* _TASK TO CARRY OUT_: Repeat the whole of the data, keeping every detail the same.

═════ INPUT

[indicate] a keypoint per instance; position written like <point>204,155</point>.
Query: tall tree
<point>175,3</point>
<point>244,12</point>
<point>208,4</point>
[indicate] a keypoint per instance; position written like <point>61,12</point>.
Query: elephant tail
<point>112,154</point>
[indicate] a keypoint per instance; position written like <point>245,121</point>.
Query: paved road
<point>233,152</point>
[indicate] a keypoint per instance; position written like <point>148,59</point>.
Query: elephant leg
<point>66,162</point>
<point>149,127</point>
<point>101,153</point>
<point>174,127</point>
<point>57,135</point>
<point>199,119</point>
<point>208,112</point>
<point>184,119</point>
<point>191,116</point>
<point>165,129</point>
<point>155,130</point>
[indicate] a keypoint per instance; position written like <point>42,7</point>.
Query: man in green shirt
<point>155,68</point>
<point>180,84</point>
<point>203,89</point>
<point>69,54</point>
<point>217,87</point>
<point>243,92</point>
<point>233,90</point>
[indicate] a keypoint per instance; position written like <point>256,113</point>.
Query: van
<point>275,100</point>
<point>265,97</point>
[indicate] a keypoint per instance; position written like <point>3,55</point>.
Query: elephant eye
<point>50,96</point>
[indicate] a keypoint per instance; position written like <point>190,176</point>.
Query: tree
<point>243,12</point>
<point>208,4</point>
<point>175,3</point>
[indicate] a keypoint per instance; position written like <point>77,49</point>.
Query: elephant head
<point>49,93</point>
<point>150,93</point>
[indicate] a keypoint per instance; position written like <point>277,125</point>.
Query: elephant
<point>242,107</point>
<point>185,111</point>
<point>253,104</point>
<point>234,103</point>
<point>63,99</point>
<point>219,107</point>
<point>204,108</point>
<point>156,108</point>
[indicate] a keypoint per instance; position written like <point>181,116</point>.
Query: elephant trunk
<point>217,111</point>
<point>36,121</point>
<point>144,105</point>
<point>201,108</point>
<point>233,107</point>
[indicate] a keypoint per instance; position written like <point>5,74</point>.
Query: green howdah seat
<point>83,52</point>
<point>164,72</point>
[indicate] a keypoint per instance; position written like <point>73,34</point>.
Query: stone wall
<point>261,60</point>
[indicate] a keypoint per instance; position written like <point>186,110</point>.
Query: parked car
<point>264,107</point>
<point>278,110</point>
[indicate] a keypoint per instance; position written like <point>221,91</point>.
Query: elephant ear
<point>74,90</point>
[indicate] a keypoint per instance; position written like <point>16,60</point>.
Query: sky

══════════

* _RESULT FOR THIS TASK_:
[indicate] a keypoint per instance; position written like <point>204,155</point>.
Query: tall tree
<point>175,3</point>
<point>244,12</point>
<point>208,4</point>
[indicate] a keypoint per instance; position written like <point>61,12</point>.
Query: elephant tail
<point>112,154</point>
[indicate] a keypoint per instance; position written like <point>245,121</point>.
Query: paved road
<point>233,152</point>
[indicate] a keypoint per instance; position written like <point>148,59</point>.
Query: elephant leg
<point>66,162</point>
<point>149,127</point>
<point>101,153</point>
<point>174,127</point>
<point>57,135</point>
<point>199,119</point>
<point>208,112</point>
<point>184,119</point>
<point>191,116</point>
<point>165,129</point>
<point>155,130</point>
[indicate] a keypoint per instance; position written like <point>42,7</point>.
Query: man in green shirt
<point>155,68</point>
<point>180,84</point>
<point>203,89</point>
<point>69,54</point>
<point>217,87</point>
<point>243,92</point>
<point>233,90</point>
[indicate] a keypoint per instance; position written like <point>256,113</point>.
Query: van
<point>275,100</point>
<point>265,97</point>
[indicate] a keypoint per instance; position written like <point>3,55</point>.
Query: elephant eye
<point>50,96</point>
[indicate] a keypoint per instance; position written like <point>190,176</point>.
Query: tree
<point>243,12</point>
<point>208,4</point>
<point>175,3</point>
[indicate] a keypoint per instance; position written like <point>77,49</point>.
Query: elephant head
<point>49,93</point>
<point>150,93</point>
[indicate] a keypoint per instance; position written like <point>277,125</point>.
Query: elephant
<point>242,107</point>
<point>185,111</point>
<point>253,104</point>
<point>234,103</point>
<point>63,99</point>
<point>219,107</point>
<point>204,108</point>
<point>156,108</point>
[indicate] a keypoint per instance; position written like <point>181,116</point>.
Query: elephant trunk
<point>217,111</point>
<point>36,121</point>
<point>144,105</point>
<point>201,108</point>
<point>233,107</point>
[indicate] a keypoint per instance; position written like <point>5,74</point>.
Query: green howdah seat
<point>83,52</point>
<point>164,72</point>
[indicate] a keypoint per instance; position written like <point>73,34</point>.
Query: stone wall
<point>261,60</point>
[indicate] a keypoint per instance; position written like <point>186,110</point>.
Query: parked car
<point>264,107</point>
<point>278,110</point>
[indicate] a keypoint per instance; position written like <point>221,91</point>.
Query: elephant ear
<point>74,90</point>
[indicate] a keypoint per instance; position written like <point>16,60</point>.
Query: sky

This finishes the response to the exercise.